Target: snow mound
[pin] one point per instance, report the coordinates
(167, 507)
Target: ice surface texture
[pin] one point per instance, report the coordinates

* [Problem description]:
Every entry should be retyped exactly as it appears.

* [Solution for this problem]:
Target: snow mound
[pin] one point per instance, report the coordinates
(167, 507)
Target: ice surface texture
[pin] one point per instance, report the coordinates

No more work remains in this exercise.